Required work
Change "Kindly" to "Please" throughout the material below, keeping every other character the same.

== The records

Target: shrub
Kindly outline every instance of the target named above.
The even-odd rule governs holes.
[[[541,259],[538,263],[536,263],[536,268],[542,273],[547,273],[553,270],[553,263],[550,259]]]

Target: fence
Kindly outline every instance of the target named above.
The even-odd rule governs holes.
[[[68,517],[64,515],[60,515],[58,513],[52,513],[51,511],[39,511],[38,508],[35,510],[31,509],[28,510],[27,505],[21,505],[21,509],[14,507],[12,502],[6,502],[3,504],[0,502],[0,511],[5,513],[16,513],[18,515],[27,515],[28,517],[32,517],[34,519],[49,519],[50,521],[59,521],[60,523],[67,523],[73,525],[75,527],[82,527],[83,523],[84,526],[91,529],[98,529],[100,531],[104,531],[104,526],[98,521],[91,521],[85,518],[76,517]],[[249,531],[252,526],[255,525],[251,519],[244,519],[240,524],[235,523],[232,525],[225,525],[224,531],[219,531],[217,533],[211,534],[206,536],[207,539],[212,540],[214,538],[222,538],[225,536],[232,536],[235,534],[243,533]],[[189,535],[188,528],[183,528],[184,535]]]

====

Answer to the task
Target: shrub
Please outline every instance of the target named above.
The even-odd rule governs holes.
[[[541,259],[538,263],[536,263],[536,268],[542,273],[547,273],[553,270],[553,263],[550,259]]]

Target: fence
Please outline every instance of the target named above.
The even-odd rule governs holes.
[[[68,517],[64,515],[60,515],[58,513],[52,513],[51,511],[39,511],[38,508],[35,510],[31,509],[28,510],[27,505],[21,505],[21,509],[14,507],[12,502],[6,502],[3,504],[0,502],[0,511],[5,513],[16,513],[18,515],[27,515],[28,517],[32,517],[34,519],[49,519],[50,521],[59,521],[60,523],[67,523],[73,525],[75,527],[82,527],[83,523],[84,526],[91,529],[98,529],[100,531],[104,531],[104,526],[98,521],[91,521],[85,518],[76,517]],[[249,531],[252,526],[255,525],[251,519],[244,519],[240,524],[235,523],[232,525],[225,525],[224,531],[219,531],[217,533],[211,534],[206,536],[207,539],[212,540],[214,538],[222,538],[225,536],[232,536],[235,534],[243,533]],[[189,535],[188,528],[183,528],[184,535]]]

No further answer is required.